* _Set task_: Please substitute "central" for "innermost" in the lines starting at the one that contains "Where can the white shirt sleeve" and running through the last line, changing nothing else. Return only those lines.

* _Data in this exercise_:
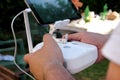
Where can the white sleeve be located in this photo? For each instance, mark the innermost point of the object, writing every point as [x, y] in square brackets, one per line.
[111, 50]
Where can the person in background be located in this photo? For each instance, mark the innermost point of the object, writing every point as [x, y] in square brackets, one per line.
[77, 4]
[47, 62]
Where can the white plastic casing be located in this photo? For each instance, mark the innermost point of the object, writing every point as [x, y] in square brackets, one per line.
[77, 55]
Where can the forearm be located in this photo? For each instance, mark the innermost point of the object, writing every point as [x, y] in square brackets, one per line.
[113, 72]
[57, 72]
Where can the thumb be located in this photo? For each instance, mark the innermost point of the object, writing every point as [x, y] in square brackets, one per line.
[49, 41]
[74, 36]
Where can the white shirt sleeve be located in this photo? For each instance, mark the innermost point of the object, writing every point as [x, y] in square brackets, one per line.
[111, 50]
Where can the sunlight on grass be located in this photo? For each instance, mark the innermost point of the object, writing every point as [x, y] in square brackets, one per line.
[95, 72]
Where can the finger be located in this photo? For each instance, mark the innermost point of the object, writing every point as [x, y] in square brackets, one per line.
[27, 58]
[49, 41]
[75, 36]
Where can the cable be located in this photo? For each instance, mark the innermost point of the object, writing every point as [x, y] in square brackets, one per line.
[15, 51]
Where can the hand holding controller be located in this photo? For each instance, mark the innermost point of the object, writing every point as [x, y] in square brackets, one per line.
[77, 55]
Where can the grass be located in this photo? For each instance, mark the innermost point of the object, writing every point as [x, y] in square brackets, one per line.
[95, 72]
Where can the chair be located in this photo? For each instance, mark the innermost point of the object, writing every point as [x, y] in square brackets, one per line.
[7, 47]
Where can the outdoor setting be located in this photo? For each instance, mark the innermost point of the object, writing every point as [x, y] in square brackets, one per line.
[29, 26]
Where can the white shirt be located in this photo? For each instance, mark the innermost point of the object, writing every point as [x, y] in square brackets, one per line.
[111, 50]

* _Completed exercise_:
Where can the white shirt sleeve be located in this photo? For each instance, mark the central point of the object, writing every point as [x, y] in square brackets, one per line.
[111, 50]
Where can the sunlight on grass be located in this photo? For each instance, mark the central point of the object, writing every point as [x, y] in square brackets, one per line.
[95, 72]
Where can the finger be located in this photo? For each instance, mark the central point of the object, writing every point as [x, y] in square brackets, one per line.
[27, 58]
[49, 41]
[75, 36]
Where can the cable be located in this photo? For each instance, mark the central point of the object, writing every point as [x, y] in square brackets, one per line.
[15, 51]
Where can the hand holding controller be located in this photo? For each instance, mark the central point of the object, writing every point as [x, y] in square brackets, one per line.
[77, 55]
Where can the grass be located in this photo? For each instance, mark the central point of the object, writing every point as [x, y] in square brackets, one per line.
[95, 72]
Where can the chair be located in this photo? For each instance, mark the central point of the object, writing every point as [x, y] in square brackets, one per line.
[7, 47]
Where can the outdoor setting be located in this photo? For each instance, mark the central point of the object, writing every point as [x, y] in square brackets, one per line.
[29, 26]
Where can the white shirt be located in this photo? For each instance, mark the central point of the object, writing every point as [x, y] in square brackets, one per line.
[111, 50]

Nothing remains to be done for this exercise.